### [Goal of the exercise]
Before the rows, copy out every line of the rows that contains the string "window", paying attention to case. Leave out all other lines.

### [Material to process]
________________________

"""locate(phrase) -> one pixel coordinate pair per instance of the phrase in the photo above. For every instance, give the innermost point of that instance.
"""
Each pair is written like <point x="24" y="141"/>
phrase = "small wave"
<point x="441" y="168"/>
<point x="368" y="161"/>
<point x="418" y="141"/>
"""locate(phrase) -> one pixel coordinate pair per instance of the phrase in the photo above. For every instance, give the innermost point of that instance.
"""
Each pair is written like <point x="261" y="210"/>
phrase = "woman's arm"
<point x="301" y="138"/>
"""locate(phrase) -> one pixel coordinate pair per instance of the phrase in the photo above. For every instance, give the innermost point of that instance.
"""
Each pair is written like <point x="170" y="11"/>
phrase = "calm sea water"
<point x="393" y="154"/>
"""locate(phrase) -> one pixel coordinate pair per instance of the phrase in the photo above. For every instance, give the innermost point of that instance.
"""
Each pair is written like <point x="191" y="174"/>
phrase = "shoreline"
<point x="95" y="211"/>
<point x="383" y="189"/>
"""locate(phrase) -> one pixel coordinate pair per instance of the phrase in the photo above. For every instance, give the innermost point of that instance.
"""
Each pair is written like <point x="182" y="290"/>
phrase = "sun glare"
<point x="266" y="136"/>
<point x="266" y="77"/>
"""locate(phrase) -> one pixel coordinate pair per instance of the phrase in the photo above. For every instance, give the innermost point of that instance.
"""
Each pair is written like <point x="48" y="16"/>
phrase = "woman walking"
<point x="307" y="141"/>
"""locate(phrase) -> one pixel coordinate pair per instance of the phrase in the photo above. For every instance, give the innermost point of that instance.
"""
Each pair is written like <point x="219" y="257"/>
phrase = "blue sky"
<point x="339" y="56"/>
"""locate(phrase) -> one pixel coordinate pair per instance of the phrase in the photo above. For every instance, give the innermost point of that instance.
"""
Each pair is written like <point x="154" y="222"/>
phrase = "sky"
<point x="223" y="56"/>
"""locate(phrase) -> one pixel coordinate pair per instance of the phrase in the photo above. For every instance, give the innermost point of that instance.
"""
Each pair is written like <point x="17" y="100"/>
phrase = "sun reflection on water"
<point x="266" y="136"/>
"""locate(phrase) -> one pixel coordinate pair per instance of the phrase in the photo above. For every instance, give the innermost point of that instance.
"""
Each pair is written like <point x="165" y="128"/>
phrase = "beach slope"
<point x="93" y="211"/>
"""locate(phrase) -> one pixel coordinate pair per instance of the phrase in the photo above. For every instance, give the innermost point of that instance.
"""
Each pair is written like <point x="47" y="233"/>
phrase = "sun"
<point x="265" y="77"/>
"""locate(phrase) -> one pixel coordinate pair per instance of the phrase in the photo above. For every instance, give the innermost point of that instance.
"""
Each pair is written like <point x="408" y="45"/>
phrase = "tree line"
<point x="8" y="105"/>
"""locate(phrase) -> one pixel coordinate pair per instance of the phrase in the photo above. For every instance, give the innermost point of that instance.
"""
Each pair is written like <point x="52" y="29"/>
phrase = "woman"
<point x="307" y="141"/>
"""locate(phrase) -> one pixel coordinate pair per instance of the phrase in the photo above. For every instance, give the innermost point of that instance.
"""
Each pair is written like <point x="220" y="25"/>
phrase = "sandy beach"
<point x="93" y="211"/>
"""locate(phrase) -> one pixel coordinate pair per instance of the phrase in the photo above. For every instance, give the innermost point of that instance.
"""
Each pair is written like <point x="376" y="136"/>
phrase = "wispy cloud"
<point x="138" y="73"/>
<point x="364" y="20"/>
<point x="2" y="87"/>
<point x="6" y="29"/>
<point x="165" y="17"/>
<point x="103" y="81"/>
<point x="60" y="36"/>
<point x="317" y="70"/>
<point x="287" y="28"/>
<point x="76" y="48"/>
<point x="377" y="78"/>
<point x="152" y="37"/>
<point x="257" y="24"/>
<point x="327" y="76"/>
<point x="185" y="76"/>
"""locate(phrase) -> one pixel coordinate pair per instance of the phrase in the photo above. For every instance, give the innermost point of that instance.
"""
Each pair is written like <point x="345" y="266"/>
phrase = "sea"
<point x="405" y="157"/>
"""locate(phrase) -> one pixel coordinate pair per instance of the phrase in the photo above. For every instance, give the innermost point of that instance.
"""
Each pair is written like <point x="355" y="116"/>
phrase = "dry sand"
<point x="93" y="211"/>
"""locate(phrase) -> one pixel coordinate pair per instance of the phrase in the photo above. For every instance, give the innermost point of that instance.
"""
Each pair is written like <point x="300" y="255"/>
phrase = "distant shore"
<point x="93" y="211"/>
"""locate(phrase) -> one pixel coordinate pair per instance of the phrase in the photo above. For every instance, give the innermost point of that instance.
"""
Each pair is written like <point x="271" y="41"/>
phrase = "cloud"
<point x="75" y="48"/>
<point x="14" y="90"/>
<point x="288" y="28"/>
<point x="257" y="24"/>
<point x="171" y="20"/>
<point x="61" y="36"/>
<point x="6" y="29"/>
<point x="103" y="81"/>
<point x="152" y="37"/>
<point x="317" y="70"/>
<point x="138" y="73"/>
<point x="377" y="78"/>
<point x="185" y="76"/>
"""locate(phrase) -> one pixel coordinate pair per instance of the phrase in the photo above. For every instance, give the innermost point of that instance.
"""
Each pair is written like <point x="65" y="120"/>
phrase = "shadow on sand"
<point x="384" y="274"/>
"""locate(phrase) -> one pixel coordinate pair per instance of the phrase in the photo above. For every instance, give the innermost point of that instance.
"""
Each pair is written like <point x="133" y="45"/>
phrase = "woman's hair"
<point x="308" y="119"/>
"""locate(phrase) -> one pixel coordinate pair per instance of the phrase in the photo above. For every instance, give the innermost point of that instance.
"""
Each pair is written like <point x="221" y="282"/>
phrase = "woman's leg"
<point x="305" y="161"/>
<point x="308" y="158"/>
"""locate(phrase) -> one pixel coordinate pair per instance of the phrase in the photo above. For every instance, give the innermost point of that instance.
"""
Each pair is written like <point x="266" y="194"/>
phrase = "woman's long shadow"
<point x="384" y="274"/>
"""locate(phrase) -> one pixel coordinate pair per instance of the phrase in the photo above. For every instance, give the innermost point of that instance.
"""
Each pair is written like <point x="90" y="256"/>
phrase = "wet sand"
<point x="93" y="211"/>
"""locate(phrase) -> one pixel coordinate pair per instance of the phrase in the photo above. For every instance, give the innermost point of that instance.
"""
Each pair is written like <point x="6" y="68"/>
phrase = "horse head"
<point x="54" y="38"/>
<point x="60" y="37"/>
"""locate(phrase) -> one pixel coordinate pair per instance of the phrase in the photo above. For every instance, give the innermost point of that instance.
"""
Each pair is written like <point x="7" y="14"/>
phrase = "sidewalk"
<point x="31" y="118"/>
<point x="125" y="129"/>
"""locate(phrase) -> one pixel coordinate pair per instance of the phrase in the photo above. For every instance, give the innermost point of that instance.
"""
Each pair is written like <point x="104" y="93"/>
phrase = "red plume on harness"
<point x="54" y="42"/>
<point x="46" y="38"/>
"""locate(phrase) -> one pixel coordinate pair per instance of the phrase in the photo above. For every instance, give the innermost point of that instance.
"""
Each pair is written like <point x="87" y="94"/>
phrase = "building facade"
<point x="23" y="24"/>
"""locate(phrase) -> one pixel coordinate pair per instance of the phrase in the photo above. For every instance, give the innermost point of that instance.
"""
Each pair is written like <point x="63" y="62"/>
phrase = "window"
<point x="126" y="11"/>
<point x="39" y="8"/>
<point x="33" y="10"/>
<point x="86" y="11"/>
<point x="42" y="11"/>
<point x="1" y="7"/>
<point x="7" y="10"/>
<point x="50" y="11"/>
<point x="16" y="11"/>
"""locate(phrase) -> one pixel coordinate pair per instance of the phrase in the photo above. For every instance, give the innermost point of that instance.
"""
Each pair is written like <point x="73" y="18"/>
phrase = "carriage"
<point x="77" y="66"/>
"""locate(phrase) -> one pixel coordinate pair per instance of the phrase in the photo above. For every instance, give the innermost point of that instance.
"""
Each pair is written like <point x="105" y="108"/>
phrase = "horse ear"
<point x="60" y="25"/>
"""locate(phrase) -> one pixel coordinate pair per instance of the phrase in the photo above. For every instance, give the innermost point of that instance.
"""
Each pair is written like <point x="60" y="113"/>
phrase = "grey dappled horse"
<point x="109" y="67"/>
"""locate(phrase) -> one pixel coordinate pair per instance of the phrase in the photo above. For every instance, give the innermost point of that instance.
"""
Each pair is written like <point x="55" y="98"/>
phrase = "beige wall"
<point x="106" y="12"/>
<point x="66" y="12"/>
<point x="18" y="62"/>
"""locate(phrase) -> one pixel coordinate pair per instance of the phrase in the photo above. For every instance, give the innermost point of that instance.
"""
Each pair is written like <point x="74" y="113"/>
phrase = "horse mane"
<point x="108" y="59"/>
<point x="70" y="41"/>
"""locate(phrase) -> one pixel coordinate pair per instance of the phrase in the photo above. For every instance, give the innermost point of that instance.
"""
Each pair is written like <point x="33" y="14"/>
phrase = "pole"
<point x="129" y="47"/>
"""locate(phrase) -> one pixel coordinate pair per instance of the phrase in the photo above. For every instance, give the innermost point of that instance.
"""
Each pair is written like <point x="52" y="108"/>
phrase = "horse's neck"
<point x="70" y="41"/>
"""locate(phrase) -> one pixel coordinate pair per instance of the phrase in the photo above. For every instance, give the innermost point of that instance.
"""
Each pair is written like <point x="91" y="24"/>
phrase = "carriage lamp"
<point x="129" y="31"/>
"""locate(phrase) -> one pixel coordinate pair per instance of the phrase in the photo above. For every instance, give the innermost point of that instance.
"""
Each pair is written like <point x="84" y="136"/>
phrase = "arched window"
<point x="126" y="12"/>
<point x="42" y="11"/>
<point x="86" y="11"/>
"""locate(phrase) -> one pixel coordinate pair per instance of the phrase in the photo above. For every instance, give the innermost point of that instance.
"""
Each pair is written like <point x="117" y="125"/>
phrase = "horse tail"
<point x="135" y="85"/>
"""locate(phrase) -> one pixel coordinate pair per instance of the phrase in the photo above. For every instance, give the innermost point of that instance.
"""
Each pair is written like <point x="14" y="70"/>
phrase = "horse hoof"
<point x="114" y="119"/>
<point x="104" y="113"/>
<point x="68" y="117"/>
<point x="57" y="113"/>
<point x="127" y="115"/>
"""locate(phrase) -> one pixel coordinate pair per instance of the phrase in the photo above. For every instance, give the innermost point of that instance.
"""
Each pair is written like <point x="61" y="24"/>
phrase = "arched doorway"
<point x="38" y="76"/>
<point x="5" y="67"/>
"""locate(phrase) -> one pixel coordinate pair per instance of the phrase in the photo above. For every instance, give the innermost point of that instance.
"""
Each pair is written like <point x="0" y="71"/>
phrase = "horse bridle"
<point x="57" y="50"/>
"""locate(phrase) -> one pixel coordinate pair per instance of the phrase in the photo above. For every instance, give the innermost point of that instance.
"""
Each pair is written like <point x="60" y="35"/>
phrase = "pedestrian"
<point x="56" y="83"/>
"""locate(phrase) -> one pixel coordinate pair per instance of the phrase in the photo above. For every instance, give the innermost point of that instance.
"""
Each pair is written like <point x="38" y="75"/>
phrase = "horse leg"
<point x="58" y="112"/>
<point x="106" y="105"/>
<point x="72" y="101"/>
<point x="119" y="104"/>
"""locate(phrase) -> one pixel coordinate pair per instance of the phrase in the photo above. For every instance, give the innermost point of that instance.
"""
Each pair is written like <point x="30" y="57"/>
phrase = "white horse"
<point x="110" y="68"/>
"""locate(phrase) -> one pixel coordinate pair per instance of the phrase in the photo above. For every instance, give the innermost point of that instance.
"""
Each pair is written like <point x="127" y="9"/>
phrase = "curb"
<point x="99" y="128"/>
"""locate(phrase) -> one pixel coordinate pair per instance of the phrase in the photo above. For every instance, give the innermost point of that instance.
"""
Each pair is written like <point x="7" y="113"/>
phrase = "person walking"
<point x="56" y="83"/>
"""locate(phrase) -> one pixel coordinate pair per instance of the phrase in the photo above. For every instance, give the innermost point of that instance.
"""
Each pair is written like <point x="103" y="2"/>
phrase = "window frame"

________________________

### [Completed task]
phrase = "window"
phrase = "arched window"
phrase = "window frame"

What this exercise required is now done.